**PAGE EXCERPT**
★ ★ ★

Mining, Blue Economy and Maritime Affairs Cabinet Secretary Salim Mvurya.

| File | Nation Media Group

Mining permits approval on after four-year freeze

Kenya has started processing permits and licences for mining and prospecting of minerals after a four-year hiatus amid growing concerns from industry players over the slow pace of approvals.

Principal Secretary for Mining Elijah Mwangi said more than 400 applications are at different stages of approval by the Mining Rights Board.

Applications under consideration represent about a fifth of the estimated 1,500 submitted to the board since the partial lifting of the December 2019 moratorium last October.

The State Department of Miming subsequently asked miners and prospectors of minerals whose permits and licences had been affected by the blanket suspension to update their documents.

The papers they were required to provide include bank statements or audited financial reports for the last three years as proof of cash to undertake mining or prospecting, a list of shareholders, tax compliance certificates and programme of work.

“We have started the process of evaluating those applications to grant the licences,” Mr Mwangi said in a telephone interview. “There should be nobody denied a licence by virtue of expired documents, and that’s why we asked them for update.”

The Ruto administration is banking on ongoing reforms to gradually unlock the sector’s revenue potential, conservatively estimated at $6.6 billion (about Sh865 billion) or nearly 10 per cent of Kenya’s gross domestic product.

★ ★ ★

(Object pointing dataset rows)
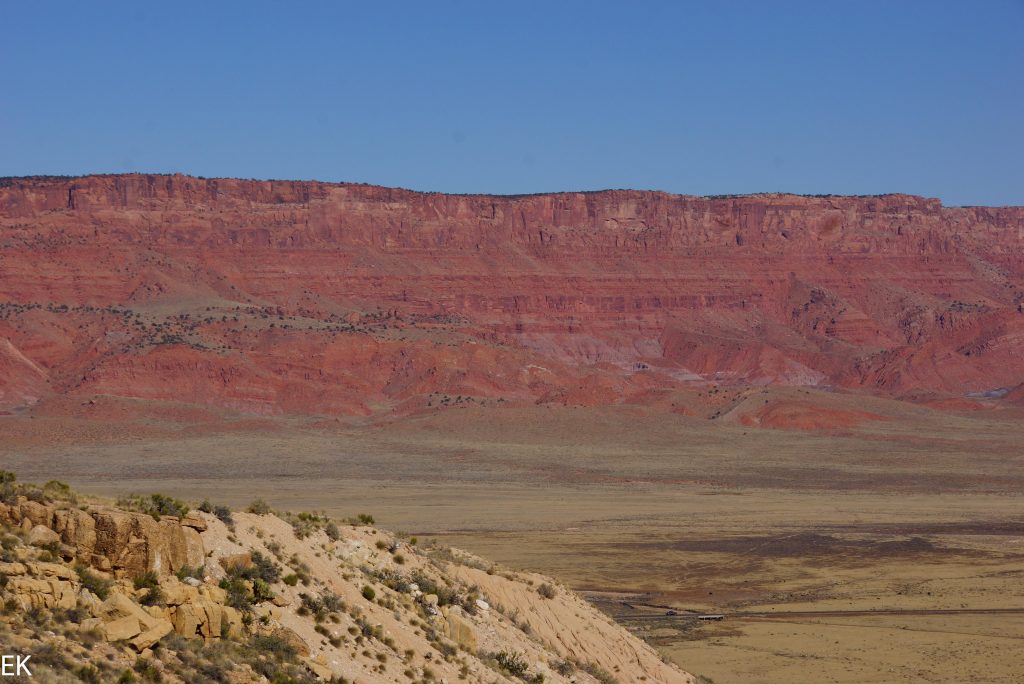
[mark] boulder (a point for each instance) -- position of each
(126, 543)
(318, 670)
(231, 617)
(122, 629)
(50, 570)
(152, 636)
(43, 536)
(13, 568)
(42, 593)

★ ★ ★

**WORK TO COMPLETE**
a) List the documents that the mining permits article says miners and prospectors were required to provide.
b) According to the mining permits article, how many applications are at different stages of approval by the Mining Rights Board?

**REPLIES**
a)
- Bank statements or audited financial reports for the last three years
- A list of shareholders
- Tax compliance certificates
- Programme of work

b) More than 400 applications.